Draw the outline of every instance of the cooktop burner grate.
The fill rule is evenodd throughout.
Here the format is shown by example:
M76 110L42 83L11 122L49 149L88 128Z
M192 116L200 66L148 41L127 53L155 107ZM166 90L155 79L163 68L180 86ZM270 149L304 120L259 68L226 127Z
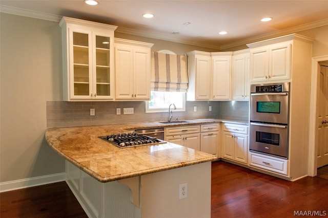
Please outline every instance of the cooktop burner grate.
M98 138L120 148L167 143L165 141L135 132L113 134L110 136L99 136Z

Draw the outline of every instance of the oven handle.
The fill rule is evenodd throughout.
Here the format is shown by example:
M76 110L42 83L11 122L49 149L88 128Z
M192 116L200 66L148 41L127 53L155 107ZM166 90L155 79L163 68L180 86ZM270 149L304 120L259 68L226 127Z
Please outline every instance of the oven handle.
M251 95L288 95L287 92L251 93Z
M283 126L282 125L267 124L266 123L253 123L253 122L251 122L250 123L251 123L251 125L254 125L255 126L273 127L282 128L287 128L287 126Z

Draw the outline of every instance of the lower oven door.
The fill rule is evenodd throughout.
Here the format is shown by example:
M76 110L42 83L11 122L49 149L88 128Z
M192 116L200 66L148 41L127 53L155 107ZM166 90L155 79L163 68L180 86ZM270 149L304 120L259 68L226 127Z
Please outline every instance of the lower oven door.
M287 125L251 122L250 150L287 158Z

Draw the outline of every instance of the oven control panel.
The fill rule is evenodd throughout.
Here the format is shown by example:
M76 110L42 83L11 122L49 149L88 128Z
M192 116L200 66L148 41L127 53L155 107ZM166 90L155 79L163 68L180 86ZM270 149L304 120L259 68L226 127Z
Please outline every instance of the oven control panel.
M258 85L251 85L251 93L279 93L288 92L289 89L289 83L261 84Z
M256 86L255 92L282 92L282 85L263 85Z

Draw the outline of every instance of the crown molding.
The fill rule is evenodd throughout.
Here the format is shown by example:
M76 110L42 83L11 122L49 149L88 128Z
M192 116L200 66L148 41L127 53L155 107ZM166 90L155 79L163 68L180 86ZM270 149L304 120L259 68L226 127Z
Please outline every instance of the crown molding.
M47 20L54 21L55 22L59 22L63 17L61 16L58 16L54 14L50 14L46 13L31 11L30 10L22 9L20 8L5 6L3 5L0 6L0 12L45 19Z
M218 45L212 45L206 42L196 41L193 40L182 39L179 37L173 36L172 35L156 33L153 31L147 31L126 28L125 27L118 27L115 32L125 33L127 34L137 35L147 38L155 38L156 39L164 40L174 42L181 43L195 46L199 46L211 49L220 49L220 46Z
M278 31L273 32L266 34L260 35L259 36L236 41L232 43L222 45L220 47L220 50L243 46L256 41L261 41L285 35L289 35L296 32L307 30L325 25L328 25L328 19L324 19L309 24L297 26L291 28L285 29L283 30L279 30Z
M36 12L26 9L22 9L19 8L5 6L0 6L1 12L7 13L9 14L45 19L58 23L60 21L63 17L62 16L54 14L47 14L46 13ZM232 43L228 43L221 45L208 43L204 42L197 41L187 39L183 39L181 37L172 36L171 34L169 35L162 33L158 33L152 31L141 31L120 27L118 27L115 32L119 32L121 33L135 35L147 38L152 38L166 41L170 41L174 42L181 43L195 46L199 46L200 47L216 49L219 50L222 50L224 49L236 47L237 46L244 46L252 42L281 36L284 35L288 35L297 32L307 30L325 25L328 25L328 18L316 21L309 24L299 25L283 30L273 32L266 34L260 35L255 37L250 37L248 38L247 39L240 40Z

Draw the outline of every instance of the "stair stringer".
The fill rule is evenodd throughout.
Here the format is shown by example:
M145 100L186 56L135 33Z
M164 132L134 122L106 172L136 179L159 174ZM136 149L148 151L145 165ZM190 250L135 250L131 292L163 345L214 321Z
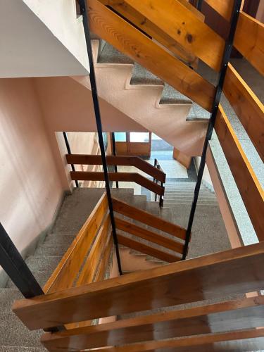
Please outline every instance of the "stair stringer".
M187 121L191 103L160 104L163 85L131 84L134 65L97 63L99 41L92 44L99 96L182 153L200 156L208 122ZM88 76L73 78L91 89Z

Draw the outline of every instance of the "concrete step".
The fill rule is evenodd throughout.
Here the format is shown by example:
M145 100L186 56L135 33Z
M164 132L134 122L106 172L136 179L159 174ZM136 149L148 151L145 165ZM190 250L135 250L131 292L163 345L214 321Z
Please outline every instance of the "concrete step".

****

WORK REQUIRED:
Rewrite all of the entries with "instance" swapped for "occurrence", keeping everything else the same. Leave out the pictures.

CORRECT RESULT:
Draw the outline of every occurrence of the cooktop burner grate.
The fill rule is evenodd throughout.
Here the format is shown by example:
M76 110L42 83L11 122L49 149L88 128Z
M192 116L200 66L148 41L127 53L155 107ZM166 90L155 79L163 68L180 86ZM270 149L304 120L259 68L226 127Z
Please outline every occurrence of the cooktop burner grate.
M98 138L120 148L167 143L165 141L135 132L113 134L110 136L99 136Z

Draw the outline of every occurrence of the oven handle.
The fill rule is evenodd throughout.
Here the format is shown by example:
M76 110L42 83L11 122L49 149L88 128Z
M192 116L200 66L148 41L127 53L155 107ZM166 90L155 79L163 68L180 86ZM270 149L304 120L259 68L226 127Z
Please outline every occurrence of the oven handle.
M251 95L288 95L287 92L251 93Z
M283 126L282 125L267 124L266 123L253 123L253 122L251 122L250 123L251 123L251 125L254 125L255 126L273 127L282 128L287 128L287 126Z

Draw the outline of every occurrence of the lower oven door.
The fill rule is evenodd throughout.
Here the format is shown by example:
M76 110L42 83L11 122L49 149L88 128Z
M192 116L200 66L148 41L127 53L155 107ZM166 90L155 79L163 68L180 86ZM270 149L304 120L259 68L226 127Z
Please outline every occurrence of the lower oven door.
M287 125L251 122L250 150L287 158Z

Draw the outline of every occurrence of the oven control panel.
The fill rule is evenodd throughout.
Here the format is shown by example:
M76 110L42 83L11 122L49 149L88 128Z
M192 116L200 66L148 41L127 53L155 107ZM166 90L155 79L163 68L180 86ZM270 149L304 120L259 68L226 127Z
Please outline every occurrence of the oven control panel.
M258 85L251 85L251 93L279 93L288 92L289 89L289 83L261 84Z
M256 86L255 92L282 92L282 85L263 85Z

Draw the outline of every occurrence of the crown molding.
The fill rule is evenodd throughout.
Here the format is shown by example:
M76 110L42 83L11 122L49 149L88 128Z
M192 116L200 66L148 41L127 53L155 107ZM166 90L155 79L163 68L180 86ZM270 149L304 120L259 68L226 127Z
Please outline every occurrence of the crown molding.
M47 20L54 21L55 22L59 22L63 17L61 16L58 16L54 14L50 14L46 13L31 11L30 10L22 9L20 8L5 6L3 5L0 6L0 12L45 19Z
M218 45L212 45L206 42L196 41L193 40L182 39L179 37L173 36L172 35L156 33L153 31L147 31L126 28L125 27L118 27L115 32L125 33L127 34L137 35L147 38L155 38L156 39L164 40L174 42L181 43L195 46L199 46L211 49L220 49L220 46Z
M278 31L273 32L266 34L260 35L259 36L236 41L232 43L222 45L220 47L220 50L243 46L256 41L261 41L285 35L289 35L296 32L307 30L325 25L328 25L328 19L324 19L309 24L297 26L291 28L285 29L283 30L279 30Z
M36 12L26 9L22 9L19 8L5 6L0 6L1 12L7 13L9 14L45 19L58 23L60 21L63 17L62 16L54 14L47 14L46 13ZM232 43L228 43L221 45L208 43L204 42L197 41L187 39L183 39L181 37L172 36L171 34L169 35L162 33L158 33L152 31L141 31L120 27L118 27L115 32L119 32L121 33L135 35L147 38L152 38L166 41L170 41L174 42L181 43L195 46L199 46L200 47L216 49L219 50L222 50L224 49L236 47L237 46L244 46L252 42L281 36L284 35L288 35L297 32L307 30L325 25L328 25L328 18L316 21L309 24L299 25L283 30L273 32L266 34L260 35L255 37L250 37L248 38L247 39L240 40Z

Draw the outline of every occurrence of the "stair stringer".
The fill rule is evenodd throughout.
Here the format is shown by example:
M145 100L186 56L135 33Z
M164 132L134 122L106 172L136 179L159 174ZM136 149L148 151L145 165ZM190 250L135 250L131 292L163 345L214 321Z
Please outline every occurrence of the "stair stringer".
M187 121L191 103L160 104L163 85L131 84L134 65L97 63L99 41L92 44L99 96L182 153L200 156L208 122ZM88 76L73 78L91 89Z

Draw the outline of every occurrence of the "concrete step".
The fill rule is evenodd throughout.
Here the format is shown by example:
M145 100L186 56L135 33Z
M164 132L134 122L106 172L136 179L159 174ZM136 149L148 151L145 165ZM190 250L135 250L131 292L163 345L214 321Z
Please outline every occurrence of the "concrete step".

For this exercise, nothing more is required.